Work required:
Write out every line of the records below without changing anything.

Excerpts from the dataset:
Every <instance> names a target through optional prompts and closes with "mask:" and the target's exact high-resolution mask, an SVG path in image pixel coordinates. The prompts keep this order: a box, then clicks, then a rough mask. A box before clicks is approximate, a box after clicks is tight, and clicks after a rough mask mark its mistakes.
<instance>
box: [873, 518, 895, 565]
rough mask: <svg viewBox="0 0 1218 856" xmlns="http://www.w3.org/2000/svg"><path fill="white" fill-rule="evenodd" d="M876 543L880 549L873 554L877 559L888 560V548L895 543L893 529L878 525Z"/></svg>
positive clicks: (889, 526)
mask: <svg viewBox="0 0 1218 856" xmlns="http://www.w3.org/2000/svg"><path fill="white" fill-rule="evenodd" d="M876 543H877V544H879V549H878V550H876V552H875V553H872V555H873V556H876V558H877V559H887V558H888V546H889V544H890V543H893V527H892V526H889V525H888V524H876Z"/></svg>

Written answer:
Every <instance> names a target through optional prompts and closes with "mask:" and the target's exact high-resolution mask, an SVG path in image pixel coordinates. The prompts keep this order: a box, then clicks, then a rough mask. A box before clicks is approximate, a box after clicks is tight, and clicks after a rough mask mark its mistakes.
<instance>
box: [873, 518, 895, 565]
rough mask: <svg viewBox="0 0 1218 856" xmlns="http://www.w3.org/2000/svg"><path fill="white" fill-rule="evenodd" d="M876 543L880 549L873 554L877 559L888 560V548L895 543L893 529L878 525Z"/></svg>
positive clicks: (889, 526)
mask: <svg viewBox="0 0 1218 856" xmlns="http://www.w3.org/2000/svg"><path fill="white" fill-rule="evenodd" d="M876 543H877V544H879V549H878V550H876V552H875V553H872V555H873V556H876V558H877V559H887V558H888V546H889V544H890V543H893V527H892V526H889V525H888V524H876Z"/></svg>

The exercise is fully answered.